>> start

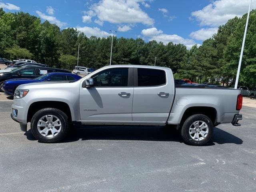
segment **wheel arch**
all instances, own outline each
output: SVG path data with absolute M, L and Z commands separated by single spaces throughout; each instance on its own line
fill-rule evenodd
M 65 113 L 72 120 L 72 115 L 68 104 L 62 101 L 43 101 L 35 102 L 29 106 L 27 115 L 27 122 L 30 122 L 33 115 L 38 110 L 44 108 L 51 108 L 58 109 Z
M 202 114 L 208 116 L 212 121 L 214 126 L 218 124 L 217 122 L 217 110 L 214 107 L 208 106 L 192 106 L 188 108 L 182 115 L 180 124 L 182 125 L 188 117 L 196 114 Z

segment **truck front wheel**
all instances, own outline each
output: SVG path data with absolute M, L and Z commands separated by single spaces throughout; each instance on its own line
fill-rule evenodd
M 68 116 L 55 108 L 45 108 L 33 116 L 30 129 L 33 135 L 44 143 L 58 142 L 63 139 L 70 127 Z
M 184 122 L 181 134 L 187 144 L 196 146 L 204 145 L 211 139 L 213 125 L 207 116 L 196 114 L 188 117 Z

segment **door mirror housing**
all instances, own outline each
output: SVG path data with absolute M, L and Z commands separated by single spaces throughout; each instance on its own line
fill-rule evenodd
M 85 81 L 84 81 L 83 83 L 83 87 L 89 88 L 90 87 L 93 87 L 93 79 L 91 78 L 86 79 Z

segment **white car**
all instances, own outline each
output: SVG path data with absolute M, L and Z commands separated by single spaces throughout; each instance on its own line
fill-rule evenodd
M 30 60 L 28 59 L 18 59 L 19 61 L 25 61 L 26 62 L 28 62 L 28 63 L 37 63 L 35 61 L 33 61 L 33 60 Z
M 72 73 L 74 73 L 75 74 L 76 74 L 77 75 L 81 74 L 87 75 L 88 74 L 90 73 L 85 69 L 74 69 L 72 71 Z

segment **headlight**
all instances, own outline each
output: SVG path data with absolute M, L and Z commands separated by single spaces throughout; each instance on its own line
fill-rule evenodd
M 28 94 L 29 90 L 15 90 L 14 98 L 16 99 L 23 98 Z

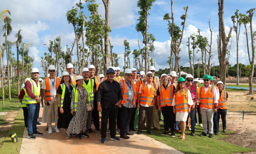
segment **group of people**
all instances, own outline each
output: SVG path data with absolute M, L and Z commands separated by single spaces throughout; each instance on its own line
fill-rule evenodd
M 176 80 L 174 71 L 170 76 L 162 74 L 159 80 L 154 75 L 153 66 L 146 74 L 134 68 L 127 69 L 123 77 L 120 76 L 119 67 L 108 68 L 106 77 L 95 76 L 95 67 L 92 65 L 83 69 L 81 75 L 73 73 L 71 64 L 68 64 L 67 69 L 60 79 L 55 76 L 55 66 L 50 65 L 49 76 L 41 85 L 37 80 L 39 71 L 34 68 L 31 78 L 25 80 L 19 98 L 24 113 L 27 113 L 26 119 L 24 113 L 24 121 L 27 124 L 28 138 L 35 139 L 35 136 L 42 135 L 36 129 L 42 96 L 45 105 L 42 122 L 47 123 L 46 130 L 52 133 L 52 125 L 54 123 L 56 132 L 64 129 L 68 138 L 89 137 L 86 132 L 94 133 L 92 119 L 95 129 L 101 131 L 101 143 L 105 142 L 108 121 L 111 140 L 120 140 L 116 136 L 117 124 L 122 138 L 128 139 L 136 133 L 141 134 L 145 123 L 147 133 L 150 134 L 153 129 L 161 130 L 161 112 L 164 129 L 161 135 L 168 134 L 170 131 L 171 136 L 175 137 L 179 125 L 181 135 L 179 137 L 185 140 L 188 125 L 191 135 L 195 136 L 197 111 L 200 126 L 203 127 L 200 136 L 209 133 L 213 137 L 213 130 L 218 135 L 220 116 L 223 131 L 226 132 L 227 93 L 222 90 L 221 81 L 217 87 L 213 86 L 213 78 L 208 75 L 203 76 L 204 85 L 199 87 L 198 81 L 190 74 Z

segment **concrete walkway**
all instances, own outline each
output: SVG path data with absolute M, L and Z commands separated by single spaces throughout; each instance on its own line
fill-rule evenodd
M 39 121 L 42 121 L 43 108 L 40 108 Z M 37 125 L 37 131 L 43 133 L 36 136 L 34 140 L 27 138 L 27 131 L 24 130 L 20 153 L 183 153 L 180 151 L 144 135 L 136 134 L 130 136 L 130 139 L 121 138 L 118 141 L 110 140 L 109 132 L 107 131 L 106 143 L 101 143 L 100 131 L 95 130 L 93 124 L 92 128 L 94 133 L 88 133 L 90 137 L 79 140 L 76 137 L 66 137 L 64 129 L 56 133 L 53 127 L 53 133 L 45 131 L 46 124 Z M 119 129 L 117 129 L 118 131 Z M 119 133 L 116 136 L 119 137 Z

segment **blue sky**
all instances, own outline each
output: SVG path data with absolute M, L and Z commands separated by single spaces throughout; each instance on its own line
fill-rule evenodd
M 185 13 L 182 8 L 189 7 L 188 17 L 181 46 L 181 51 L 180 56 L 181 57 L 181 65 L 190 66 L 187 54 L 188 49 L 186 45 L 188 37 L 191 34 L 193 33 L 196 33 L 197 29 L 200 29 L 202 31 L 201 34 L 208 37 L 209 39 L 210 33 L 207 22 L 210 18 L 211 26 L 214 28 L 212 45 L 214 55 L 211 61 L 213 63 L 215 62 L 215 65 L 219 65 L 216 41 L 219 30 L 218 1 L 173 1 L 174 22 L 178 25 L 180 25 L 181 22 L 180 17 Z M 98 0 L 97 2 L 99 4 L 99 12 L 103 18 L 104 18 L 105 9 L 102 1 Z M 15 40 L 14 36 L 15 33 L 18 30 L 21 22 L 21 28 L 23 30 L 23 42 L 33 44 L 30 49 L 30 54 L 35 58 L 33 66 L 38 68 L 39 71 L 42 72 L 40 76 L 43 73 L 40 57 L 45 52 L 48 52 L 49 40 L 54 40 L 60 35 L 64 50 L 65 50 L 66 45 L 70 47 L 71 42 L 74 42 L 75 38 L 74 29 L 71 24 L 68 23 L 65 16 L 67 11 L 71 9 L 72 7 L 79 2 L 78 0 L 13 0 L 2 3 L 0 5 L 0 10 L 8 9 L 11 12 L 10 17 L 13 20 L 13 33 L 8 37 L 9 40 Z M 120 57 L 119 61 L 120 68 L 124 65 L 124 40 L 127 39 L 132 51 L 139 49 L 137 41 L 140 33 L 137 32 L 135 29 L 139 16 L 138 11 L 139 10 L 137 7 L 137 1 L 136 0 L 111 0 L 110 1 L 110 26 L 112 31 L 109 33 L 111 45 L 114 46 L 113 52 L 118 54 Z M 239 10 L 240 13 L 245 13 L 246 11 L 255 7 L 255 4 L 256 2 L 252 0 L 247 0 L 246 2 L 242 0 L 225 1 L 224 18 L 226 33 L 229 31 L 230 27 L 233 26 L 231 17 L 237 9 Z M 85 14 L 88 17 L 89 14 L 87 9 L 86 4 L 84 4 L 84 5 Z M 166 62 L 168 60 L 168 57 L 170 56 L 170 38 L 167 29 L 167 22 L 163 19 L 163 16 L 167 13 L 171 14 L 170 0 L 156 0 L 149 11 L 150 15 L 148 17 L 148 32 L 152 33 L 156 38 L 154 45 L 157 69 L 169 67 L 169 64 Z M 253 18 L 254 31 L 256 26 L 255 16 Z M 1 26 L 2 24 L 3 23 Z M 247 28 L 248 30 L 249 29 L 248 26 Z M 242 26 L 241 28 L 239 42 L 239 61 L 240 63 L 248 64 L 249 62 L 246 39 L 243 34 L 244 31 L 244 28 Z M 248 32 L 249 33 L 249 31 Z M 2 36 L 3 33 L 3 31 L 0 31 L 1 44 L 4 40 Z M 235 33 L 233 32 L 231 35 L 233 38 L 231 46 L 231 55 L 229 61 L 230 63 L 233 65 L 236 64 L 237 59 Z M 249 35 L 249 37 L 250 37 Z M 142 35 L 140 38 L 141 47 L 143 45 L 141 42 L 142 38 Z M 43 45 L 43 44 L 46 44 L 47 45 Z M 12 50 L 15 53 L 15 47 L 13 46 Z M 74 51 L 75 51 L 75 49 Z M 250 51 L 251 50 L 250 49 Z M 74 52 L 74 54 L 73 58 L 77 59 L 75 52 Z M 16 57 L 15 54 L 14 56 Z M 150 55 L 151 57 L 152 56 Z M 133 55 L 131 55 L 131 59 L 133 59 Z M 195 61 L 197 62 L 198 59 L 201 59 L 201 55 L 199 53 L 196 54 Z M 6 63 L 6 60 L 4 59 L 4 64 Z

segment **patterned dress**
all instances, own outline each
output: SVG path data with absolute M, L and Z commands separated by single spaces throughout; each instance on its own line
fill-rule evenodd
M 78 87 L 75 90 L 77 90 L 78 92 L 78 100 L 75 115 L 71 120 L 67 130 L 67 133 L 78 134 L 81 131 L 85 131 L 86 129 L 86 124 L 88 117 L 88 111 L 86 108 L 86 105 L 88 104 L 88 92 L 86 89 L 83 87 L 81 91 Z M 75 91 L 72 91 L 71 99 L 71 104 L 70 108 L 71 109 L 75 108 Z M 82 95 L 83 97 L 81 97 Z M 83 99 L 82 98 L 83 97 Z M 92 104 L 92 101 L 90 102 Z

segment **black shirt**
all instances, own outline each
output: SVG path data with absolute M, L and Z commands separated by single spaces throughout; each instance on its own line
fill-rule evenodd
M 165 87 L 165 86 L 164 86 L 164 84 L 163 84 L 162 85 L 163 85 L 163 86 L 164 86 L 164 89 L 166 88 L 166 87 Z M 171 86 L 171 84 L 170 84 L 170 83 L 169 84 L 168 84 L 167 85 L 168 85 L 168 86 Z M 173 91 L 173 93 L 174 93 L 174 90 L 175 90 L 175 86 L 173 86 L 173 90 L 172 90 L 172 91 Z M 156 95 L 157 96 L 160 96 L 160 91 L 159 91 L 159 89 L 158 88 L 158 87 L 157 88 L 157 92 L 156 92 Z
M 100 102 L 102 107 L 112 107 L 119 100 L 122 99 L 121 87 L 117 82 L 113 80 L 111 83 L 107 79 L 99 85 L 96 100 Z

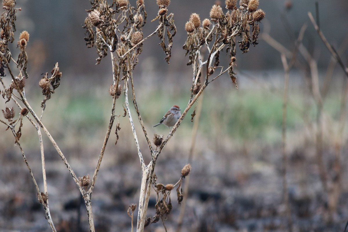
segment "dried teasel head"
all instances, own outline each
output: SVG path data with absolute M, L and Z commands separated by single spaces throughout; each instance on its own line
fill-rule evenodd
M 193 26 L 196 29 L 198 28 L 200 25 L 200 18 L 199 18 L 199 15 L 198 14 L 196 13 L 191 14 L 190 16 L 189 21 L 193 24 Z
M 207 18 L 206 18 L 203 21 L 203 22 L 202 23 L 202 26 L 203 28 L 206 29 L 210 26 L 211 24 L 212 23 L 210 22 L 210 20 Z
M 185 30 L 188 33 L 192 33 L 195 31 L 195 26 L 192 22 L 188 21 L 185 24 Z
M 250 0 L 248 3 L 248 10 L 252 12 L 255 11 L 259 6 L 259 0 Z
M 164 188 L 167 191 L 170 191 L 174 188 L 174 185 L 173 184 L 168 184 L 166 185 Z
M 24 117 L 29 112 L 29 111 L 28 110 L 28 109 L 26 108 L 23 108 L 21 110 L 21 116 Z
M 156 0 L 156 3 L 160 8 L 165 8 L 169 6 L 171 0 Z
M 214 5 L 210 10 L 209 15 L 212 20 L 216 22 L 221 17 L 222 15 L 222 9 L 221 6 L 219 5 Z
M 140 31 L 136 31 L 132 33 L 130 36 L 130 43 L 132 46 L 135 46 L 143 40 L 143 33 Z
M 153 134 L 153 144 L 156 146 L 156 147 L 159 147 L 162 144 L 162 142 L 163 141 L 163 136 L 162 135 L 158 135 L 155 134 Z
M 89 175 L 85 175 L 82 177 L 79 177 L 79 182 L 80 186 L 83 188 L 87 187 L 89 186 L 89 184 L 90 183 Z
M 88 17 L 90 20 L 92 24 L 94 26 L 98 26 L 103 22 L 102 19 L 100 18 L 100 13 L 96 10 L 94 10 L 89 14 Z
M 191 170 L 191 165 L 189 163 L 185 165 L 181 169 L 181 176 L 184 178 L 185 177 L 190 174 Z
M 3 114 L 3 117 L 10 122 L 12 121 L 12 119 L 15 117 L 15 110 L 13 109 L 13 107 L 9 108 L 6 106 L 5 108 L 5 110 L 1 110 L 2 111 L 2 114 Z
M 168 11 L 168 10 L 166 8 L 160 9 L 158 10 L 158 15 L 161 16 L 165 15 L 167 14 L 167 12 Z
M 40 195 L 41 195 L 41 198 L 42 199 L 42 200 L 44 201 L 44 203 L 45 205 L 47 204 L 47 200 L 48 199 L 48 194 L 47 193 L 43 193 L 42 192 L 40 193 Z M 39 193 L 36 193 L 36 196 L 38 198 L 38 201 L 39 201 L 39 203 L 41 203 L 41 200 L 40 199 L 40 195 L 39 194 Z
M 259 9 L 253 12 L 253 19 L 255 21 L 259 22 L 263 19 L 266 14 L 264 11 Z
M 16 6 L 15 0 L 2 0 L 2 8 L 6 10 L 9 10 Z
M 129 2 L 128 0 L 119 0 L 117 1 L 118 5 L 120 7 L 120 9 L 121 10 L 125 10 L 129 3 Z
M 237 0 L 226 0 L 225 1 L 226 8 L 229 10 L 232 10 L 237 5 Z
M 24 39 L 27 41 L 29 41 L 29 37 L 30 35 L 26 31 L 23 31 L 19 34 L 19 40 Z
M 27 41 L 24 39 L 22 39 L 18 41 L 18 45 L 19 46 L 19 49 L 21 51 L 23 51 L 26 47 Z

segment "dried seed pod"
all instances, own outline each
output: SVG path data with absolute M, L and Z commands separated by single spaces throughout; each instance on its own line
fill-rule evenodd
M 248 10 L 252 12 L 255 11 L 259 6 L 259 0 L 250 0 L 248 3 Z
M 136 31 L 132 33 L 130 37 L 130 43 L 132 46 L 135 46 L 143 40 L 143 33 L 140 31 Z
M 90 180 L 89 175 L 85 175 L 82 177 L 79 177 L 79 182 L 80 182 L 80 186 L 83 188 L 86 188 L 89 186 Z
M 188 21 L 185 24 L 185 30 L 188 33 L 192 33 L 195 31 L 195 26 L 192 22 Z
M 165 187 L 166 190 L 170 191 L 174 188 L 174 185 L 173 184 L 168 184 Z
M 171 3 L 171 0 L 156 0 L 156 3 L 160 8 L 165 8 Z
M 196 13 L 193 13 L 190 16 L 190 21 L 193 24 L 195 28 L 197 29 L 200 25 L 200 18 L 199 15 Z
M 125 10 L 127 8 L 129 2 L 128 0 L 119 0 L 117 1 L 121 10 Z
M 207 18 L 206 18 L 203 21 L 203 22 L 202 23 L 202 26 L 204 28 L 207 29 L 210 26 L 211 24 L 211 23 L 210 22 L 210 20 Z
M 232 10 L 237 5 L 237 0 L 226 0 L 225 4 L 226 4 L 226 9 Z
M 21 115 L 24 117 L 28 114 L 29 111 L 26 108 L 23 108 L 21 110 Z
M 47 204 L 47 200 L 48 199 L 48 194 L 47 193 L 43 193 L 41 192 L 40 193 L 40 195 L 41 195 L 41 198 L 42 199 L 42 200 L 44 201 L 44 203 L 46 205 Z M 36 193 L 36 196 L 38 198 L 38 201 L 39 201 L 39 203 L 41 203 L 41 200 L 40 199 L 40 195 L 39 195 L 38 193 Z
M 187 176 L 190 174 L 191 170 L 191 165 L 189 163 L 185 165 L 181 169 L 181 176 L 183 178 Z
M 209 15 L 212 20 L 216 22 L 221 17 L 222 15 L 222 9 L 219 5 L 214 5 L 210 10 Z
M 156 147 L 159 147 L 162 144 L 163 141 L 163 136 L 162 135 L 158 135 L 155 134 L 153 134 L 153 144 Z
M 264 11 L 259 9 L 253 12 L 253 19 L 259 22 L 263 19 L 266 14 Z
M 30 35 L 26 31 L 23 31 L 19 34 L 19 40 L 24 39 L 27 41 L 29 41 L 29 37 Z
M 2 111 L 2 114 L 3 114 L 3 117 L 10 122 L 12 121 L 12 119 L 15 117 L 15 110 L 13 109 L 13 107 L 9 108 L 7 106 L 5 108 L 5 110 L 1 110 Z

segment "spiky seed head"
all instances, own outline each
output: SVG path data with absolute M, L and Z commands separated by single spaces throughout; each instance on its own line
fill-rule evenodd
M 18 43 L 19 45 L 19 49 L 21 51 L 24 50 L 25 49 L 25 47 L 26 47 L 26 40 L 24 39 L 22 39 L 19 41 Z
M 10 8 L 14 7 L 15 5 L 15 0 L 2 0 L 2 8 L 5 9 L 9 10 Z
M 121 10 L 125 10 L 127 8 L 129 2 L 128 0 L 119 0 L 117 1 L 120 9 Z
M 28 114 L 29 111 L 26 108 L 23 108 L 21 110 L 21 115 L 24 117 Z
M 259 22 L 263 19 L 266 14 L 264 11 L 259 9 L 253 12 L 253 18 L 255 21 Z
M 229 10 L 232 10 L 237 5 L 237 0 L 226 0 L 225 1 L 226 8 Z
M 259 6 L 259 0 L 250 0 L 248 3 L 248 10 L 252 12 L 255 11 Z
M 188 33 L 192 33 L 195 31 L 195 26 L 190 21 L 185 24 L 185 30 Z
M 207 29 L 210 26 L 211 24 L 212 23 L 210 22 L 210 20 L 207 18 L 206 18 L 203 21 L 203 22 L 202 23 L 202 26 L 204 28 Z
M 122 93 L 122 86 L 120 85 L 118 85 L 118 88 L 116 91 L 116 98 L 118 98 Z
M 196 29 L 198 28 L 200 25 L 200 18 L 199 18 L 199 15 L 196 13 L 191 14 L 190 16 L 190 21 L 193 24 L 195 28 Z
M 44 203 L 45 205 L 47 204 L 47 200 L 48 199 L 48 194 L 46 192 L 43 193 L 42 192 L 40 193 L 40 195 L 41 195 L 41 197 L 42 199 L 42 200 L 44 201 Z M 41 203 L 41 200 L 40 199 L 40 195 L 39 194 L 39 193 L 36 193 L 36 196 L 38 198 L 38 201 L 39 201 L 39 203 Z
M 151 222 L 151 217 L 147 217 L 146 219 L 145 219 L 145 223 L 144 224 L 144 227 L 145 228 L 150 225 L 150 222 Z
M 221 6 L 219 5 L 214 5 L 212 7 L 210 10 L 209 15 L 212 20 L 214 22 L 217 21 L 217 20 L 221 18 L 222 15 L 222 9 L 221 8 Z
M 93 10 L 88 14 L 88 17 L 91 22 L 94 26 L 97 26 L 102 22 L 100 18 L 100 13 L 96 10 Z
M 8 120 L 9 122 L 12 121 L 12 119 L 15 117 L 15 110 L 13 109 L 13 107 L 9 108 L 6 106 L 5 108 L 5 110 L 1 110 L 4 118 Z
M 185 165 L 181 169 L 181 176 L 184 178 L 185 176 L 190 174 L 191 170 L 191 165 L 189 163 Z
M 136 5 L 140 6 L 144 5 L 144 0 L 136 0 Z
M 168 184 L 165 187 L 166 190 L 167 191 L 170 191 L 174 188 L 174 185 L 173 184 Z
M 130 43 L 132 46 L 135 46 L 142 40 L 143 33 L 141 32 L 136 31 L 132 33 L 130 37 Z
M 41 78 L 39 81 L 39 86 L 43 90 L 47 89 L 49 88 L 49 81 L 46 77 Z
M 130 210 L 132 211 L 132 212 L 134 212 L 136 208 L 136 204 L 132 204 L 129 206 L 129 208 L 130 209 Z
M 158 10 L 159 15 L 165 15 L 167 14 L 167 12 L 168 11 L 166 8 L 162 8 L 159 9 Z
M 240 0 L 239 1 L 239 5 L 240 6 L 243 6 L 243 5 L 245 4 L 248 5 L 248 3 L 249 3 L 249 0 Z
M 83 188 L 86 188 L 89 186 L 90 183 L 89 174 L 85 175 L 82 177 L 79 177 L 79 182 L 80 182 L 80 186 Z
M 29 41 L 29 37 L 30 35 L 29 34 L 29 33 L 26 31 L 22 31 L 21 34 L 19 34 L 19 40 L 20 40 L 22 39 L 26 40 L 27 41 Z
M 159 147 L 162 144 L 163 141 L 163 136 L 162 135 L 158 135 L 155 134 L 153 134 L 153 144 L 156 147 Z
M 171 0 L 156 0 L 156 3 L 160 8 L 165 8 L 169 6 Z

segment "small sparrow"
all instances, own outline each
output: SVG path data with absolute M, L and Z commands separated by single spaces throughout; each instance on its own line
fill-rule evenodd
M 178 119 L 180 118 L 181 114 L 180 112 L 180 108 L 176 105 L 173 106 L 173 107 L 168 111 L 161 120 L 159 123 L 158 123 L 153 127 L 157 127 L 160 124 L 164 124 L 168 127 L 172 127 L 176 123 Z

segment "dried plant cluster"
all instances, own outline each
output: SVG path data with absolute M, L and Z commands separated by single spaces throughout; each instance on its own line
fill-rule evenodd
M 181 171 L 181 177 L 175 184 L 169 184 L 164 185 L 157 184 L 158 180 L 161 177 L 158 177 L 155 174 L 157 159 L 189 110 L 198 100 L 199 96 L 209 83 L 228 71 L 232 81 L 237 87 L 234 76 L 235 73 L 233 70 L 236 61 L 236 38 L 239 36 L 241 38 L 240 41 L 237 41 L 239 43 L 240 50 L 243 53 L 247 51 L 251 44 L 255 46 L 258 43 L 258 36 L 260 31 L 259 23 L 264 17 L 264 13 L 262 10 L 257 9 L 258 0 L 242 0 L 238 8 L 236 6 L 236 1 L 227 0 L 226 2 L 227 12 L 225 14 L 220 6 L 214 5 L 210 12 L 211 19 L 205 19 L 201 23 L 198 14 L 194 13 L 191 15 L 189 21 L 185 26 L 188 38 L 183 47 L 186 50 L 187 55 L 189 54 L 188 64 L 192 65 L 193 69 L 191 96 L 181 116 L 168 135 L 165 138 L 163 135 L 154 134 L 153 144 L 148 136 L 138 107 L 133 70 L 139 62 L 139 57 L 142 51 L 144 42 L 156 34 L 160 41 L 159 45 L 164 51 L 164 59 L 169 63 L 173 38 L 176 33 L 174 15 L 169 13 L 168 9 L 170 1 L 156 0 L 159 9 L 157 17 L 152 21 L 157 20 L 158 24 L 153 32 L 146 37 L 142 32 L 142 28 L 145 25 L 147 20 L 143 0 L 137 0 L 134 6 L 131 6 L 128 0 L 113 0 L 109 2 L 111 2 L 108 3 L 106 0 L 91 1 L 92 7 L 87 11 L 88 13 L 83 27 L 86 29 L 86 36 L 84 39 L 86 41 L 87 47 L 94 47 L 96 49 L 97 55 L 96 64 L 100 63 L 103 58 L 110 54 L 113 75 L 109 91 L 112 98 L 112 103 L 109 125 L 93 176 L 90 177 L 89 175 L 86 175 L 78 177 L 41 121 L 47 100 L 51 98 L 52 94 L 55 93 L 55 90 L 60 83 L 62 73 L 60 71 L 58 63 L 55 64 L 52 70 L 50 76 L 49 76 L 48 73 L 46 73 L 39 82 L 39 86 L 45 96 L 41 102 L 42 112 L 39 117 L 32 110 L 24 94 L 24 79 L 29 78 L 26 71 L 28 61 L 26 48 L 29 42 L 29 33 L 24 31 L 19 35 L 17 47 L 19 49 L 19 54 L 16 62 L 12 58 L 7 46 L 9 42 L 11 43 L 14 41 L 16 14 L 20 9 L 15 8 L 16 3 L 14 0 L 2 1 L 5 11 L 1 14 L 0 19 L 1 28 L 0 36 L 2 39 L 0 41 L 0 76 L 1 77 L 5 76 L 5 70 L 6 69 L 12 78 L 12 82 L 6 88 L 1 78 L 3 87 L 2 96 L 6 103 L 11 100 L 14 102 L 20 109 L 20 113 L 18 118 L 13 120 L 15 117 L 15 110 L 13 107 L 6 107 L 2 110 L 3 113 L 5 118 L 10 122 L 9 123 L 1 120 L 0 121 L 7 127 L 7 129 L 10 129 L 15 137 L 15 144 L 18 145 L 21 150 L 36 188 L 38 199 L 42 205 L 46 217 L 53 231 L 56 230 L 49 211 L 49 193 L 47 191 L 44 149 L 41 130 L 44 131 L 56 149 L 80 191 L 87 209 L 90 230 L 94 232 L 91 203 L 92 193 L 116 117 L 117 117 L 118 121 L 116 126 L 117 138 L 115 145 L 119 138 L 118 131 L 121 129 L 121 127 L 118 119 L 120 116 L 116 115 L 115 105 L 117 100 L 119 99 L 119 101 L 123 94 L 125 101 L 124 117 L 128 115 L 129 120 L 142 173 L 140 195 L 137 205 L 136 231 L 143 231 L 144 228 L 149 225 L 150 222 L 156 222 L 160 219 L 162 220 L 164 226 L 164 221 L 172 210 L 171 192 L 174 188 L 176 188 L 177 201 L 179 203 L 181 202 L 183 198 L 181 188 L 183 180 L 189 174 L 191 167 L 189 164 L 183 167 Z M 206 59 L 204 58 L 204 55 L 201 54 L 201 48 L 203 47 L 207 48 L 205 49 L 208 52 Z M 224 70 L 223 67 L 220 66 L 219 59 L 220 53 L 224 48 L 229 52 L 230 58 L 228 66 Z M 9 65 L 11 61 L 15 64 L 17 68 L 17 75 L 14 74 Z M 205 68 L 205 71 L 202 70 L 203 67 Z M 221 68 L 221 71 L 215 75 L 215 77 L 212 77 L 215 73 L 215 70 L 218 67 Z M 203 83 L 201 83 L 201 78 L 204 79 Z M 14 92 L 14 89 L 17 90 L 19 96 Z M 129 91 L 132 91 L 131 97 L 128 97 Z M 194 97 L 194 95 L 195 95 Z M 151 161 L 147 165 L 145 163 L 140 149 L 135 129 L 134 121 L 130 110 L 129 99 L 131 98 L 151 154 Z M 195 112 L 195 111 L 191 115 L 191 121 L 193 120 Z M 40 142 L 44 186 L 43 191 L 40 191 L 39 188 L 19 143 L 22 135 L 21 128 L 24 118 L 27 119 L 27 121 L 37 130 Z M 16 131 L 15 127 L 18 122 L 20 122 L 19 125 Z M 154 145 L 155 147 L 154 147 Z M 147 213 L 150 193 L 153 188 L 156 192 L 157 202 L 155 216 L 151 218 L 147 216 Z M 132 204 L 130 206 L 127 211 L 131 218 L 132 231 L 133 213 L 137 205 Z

>> end

WHAT TO WORK ON
Reproduce the items above, from the first line through the line that contains "M 72 73 L 74", inclusive. Substitute "side mirror housing" for "door mirror housing", keep everything else unchanged, and omit the pictures.

EXERCISE ANSWER
segment **wheel arch**
all instances, own outline each
output: SVG path data with absolute M, L and Z commands separated by single spaces throughout; each instance on its own line
fill-rule evenodd
M 65 113 L 72 120 L 72 115 L 68 104 L 62 101 L 43 101 L 35 102 L 29 106 L 27 115 L 27 122 L 30 122 L 33 115 L 38 110 L 44 108 L 51 108 L 58 109 Z
M 202 114 L 208 116 L 212 121 L 214 126 L 218 124 L 217 122 L 217 110 L 214 107 L 208 106 L 192 106 L 188 108 L 182 115 L 180 124 L 182 125 L 188 117 L 196 114 Z

segment **truck front wheel**
all instances, own outline each
output: SVG path data with absolute M, L and Z commands separated by single spaces throughout; each instance on its own line
fill-rule evenodd
M 68 116 L 55 108 L 45 108 L 33 116 L 30 129 L 33 135 L 44 143 L 58 142 L 63 139 L 70 127 Z
M 184 122 L 181 134 L 187 144 L 196 146 L 204 145 L 211 139 L 213 125 L 207 116 L 196 114 L 188 117 Z

segment **side mirror housing**
all instances, own outline each
output: SVG path data with absolute M, L and Z commands separated by single spaces throughout; each instance on its own line
fill-rule evenodd
M 85 81 L 84 81 L 83 83 L 83 87 L 89 88 L 90 87 L 93 87 L 93 79 L 91 78 L 86 79 Z

segment **white car**
all instances, own outline each
output: SVG path data with absolute M, L and Z commands separated by single spaces throughout; each instance on its own line
fill-rule evenodd
M 30 60 L 28 59 L 18 59 L 19 61 L 25 61 L 26 62 L 28 62 L 28 63 L 37 63 L 35 61 L 33 61 L 33 60 Z
M 72 73 L 74 73 L 75 74 L 76 74 L 77 75 L 81 74 L 87 75 L 88 74 L 90 73 L 85 69 L 74 69 L 72 71 Z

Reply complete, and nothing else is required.